• ELENCO COMPITI:
a - Aggiorna le voci a partire dalla riga che contiene "the orange steel" e fino alla fine delle voci, estremi inclusi: sostituisci "steel" con "iron" e lascia invariato tutto il resto. Restituisci solo queste righe.
b - Porta avanti l'articolo sulla vittoria di Obama, riprendendo subito dopo l'ultima frase.

GRAZIE OBAMA GRAZIE AMERICA PER FARCI RITROVARE UN PO’ DI FIDUCIA NELLA POSSIBILITA’ DI CAMBIARE

(5.11.08) A fine giugno, presi da altre faccende e sfiduciati dalla situazione politica, avevamo deciso di prenderci un mese sabbatico. Poi il mese, senza che quasi ce ne accorgessimo, è diventato due, tre, quattro mesi: un'assenza che quanto più si prolungava tanto più dava l'idea, anche a noi, di un addio definitivo. Certo, tante volte, spinti dalle sollecitazioni di amici, collaboratori e lettori, avevamo pensato di riprendere. Salvo fermarci, ogni volta, presi da un dubbio esistenziale: riprendere perché? A cosa può servire tenere in piedi questa modesta rivista in una situazione politica così degradata – nella quale, al di là della scelta di campo che non potremo mai rinnegare, tra destra, sinistra e centro quasi non sapremmo dire chi è il peggiore; in cui è difficile individuare qualcosa per cui valga la pena di battersi, qualcosa o qualcuno che possa indurre alla fiducia e farci tornare a sperare. Senonché quando già ci eravamo decisi, tanto per la forma, a mettere on line un breve corsivo intitolato “Commiato” sono arrivate le elezioni americane con questa grande, entusiasmante vittoria di Obama. Un evento che ci induce a pensare che se un afroamericano è potuto arrivare alla Casa Bianca allora forse tutto è possibile. Anche che l'Italia prima o poi possa diventare un paese normale.  
Articolo di Giancarlo Fornari

(Nota-6.11.08) Diversamente da quanto abbiamo scritto nell'articolo che segue, Obama non è il discendente “fisico” degli afroamericani schiavizzati. E' però il loro erede morale e la loro rivincita politica, come ha detto espressamente nel bellissimo, commovente discorso – “Se c'è qualcuno lì fuori che ancora dubita che l'America sia un posto dove tutto è possibile” – pronunciato a Chicago dopo la vittoria.
 
In queste ore di entusiasmo per le elezioni americane, che hanno spazzato via gli otto anni disastrosi della presidenza Bush, è difficile rendersi conto fino in fondo del significato epocale di questo risultato. Nel responso delle urne non c'è solo la vittoria dei democratici, che sarebbe di per sé un fatto importante ma non eclatante nella democrazia dell'alternanza americana.
Eclatante è il fatto che al vertice del partito che ha vinto queste elezioni non ci sia, per la prima volta, un WASP, un “White Anglo Saxon Protestant” alla Clinton e neppure un WASC, un “Bianco Anglo Sassone Cattolico” alla Kennedy. Non c'è un discendente degli emigrati britannici, olandesi, tedeschi che per primi misero piede nell'America del Nord e se ne impadronirono con la forza. C'è, invece, un discendente di quegli schiavi africani che in quelle stesse terre vennero deportati dopo essere stati strappati dai loro villaggi messi a ferro e fuoco dai negrieri, incatenati tra loro, quattro per metro quadrato, nelle mefitiche e buie stive dei vascelli, destinati – quelli che sopravvivevano alla fame e alle malattie dell'orribile traversata – a lavorare nelle piantagioni spinti dalle frustate dei sorveglianti e agli ordini di padroni che avevano su loro diritto di vita e di morte.

• DATI FORNITI:
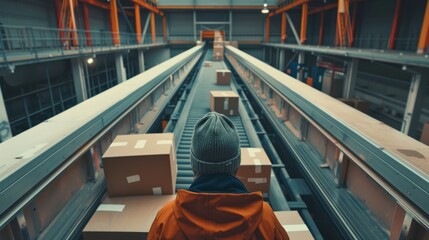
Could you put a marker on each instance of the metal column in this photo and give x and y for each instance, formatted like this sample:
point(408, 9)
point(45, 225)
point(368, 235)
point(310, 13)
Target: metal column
point(414, 104)
point(140, 56)
point(282, 59)
point(120, 69)
point(5, 130)
point(195, 25)
point(301, 61)
point(350, 79)
point(79, 79)
point(230, 25)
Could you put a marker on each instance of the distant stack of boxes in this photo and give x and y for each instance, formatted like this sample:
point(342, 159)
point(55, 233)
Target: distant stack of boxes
point(333, 83)
point(231, 43)
point(255, 170)
point(135, 166)
point(357, 103)
point(225, 102)
point(223, 77)
point(218, 47)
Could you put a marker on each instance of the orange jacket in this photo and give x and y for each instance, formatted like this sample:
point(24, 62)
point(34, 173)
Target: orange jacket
point(216, 216)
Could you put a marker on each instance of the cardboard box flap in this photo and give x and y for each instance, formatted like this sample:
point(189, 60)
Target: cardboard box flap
point(126, 214)
point(223, 94)
point(254, 156)
point(294, 225)
point(140, 145)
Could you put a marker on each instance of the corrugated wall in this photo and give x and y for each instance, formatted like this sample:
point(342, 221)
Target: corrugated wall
point(30, 13)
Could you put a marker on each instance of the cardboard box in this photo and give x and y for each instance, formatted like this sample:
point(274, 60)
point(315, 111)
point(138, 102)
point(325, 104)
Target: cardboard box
point(225, 102)
point(347, 101)
point(294, 225)
point(207, 64)
point(425, 134)
point(333, 85)
point(141, 164)
point(223, 77)
point(361, 105)
point(124, 217)
point(218, 58)
point(218, 44)
point(218, 53)
point(255, 170)
point(231, 43)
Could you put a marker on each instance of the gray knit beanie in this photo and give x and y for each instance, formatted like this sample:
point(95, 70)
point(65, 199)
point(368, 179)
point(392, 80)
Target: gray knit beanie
point(215, 145)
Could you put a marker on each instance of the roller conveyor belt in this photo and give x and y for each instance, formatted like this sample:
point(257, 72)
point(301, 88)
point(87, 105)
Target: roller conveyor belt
point(199, 103)
point(319, 167)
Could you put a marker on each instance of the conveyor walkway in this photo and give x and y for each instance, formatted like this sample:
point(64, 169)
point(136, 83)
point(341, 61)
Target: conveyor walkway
point(199, 103)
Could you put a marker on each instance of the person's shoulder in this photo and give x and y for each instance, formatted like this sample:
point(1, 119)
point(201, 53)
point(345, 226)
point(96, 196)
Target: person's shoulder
point(167, 210)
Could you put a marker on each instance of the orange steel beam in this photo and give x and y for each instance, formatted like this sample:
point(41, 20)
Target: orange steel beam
point(283, 30)
point(424, 35)
point(149, 7)
point(87, 26)
point(288, 7)
point(114, 24)
point(190, 7)
point(322, 23)
point(353, 27)
point(152, 27)
point(329, 7)
point(138, 23)
point(73, 23)
point(60, 22)
point(267, 29)
point(394, 25)
point(164, 28)
point(337, 32)
point(102, 5)
point(304, 22)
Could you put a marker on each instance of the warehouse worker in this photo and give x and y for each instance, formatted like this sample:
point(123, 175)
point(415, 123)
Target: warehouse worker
point(217, 205)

• RISULTATI PER COMPITO:
a -
Could you put a marker on each instance of the orange iron beam in this photo and give x and y for each instance, formatted like this sample:
point(41, 20)
Target: orange iron beam
point(283, 30)
point(424, 35)
point(149, 7)
point(87, 26)
point(288, 7)
point(114, 24)
point(190, 7)
point(322, 23)
point(353, 27)
point(152, 27)
point(329, 7)
point(138, 23)
point(73, 23)
point(60, 22)
point(267, 29)
point(394, 25)
point(164, 28)
point(337, 32)
point(102, 5)
point(304, 22)
Could you put a marker on each instance of the warehouse worker in this photo and give x and y for each instance, formatted like this sample:
point(123, 175)
point(415, 123)
Target: warehouse worker
point(217, 205)

b -
L'infame triangolazione che ha creato le risorse su cui si è fondata per secoli la prosperità delle classi borghesi e altoborghesi d'Inghilterra, Francia, Olanda e Germania partiva dalla cattura dei futuri schiavi da parte dei predoni arabi e dalla loro cessione ai proprietari delle navi negriere, che li  rivendevano nei porti americani in cambio di cotone e altri prodotti locali da scambiare, una volta in Europa, con oro, stoffe e vetri colorati che servivano ad acquistare nuovi lotti di schiavi, in modo da riavviare così un altro ciclo del proficuo commercio di carne umana.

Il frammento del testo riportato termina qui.